**Problem**
Across these entries, how many lines contain the word "outcrop"? Answer with only the number.

########################################

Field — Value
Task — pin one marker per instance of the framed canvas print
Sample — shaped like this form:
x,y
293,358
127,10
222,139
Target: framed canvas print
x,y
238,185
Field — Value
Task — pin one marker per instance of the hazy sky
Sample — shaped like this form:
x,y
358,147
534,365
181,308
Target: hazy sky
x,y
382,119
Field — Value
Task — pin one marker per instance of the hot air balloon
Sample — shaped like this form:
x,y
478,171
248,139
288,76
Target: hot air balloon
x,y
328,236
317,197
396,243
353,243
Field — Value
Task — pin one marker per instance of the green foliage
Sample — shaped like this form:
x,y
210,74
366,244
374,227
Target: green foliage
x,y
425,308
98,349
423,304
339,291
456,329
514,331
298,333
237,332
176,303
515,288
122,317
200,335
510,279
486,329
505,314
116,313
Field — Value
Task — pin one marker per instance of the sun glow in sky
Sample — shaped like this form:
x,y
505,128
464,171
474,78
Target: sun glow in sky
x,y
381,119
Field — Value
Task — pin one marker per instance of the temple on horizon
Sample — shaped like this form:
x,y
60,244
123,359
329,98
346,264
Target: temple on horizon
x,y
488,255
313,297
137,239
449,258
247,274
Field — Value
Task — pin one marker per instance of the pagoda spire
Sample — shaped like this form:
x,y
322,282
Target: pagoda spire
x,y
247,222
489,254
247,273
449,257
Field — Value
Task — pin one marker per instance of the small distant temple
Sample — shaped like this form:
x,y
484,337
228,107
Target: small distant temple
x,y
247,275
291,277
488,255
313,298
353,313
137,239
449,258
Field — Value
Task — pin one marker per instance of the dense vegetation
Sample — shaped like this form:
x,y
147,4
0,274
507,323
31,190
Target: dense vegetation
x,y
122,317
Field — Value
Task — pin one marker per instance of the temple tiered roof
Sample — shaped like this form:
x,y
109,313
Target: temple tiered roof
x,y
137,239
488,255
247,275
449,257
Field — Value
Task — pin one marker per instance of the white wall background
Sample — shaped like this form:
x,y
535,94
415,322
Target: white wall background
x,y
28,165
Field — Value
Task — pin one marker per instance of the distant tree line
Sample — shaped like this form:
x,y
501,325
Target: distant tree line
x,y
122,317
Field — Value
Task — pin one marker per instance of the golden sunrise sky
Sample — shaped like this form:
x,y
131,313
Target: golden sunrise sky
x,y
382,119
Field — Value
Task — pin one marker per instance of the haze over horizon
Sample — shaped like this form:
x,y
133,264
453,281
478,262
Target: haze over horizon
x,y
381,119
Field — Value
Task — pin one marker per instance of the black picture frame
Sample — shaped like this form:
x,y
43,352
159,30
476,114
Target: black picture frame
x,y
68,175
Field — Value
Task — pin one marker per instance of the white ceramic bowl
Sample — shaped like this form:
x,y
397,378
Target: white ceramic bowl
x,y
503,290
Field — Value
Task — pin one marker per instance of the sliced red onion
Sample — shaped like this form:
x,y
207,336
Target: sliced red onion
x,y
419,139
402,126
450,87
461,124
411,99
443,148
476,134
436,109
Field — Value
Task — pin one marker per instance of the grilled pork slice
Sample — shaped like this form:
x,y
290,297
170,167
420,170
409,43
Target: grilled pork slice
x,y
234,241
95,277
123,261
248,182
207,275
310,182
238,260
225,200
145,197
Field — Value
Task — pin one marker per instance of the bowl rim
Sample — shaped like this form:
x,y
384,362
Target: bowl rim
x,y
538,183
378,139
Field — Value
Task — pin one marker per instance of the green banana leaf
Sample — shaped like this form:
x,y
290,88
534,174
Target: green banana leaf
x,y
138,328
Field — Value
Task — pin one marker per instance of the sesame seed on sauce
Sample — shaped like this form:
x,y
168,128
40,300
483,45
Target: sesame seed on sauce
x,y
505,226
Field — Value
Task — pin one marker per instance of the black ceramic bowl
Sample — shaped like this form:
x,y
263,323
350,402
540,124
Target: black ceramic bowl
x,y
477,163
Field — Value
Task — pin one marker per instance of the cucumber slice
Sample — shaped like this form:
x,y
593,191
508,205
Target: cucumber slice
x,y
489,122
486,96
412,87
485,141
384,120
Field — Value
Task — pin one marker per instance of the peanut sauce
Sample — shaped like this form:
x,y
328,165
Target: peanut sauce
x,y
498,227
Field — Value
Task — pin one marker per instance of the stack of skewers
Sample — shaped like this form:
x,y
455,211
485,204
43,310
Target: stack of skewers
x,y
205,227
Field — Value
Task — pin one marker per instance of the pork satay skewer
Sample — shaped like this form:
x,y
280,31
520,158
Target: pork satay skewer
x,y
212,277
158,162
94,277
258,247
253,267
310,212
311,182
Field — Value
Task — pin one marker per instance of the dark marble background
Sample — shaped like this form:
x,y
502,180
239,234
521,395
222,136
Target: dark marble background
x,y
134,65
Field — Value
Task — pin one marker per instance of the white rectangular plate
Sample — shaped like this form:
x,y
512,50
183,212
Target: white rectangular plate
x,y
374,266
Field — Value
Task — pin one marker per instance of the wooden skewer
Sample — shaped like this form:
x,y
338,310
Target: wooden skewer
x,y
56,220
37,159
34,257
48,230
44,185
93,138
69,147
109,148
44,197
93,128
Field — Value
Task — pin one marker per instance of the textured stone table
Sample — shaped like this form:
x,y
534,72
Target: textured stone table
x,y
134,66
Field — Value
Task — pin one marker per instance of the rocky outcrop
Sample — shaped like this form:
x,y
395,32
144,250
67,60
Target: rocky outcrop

########################################

**Result of the task**
2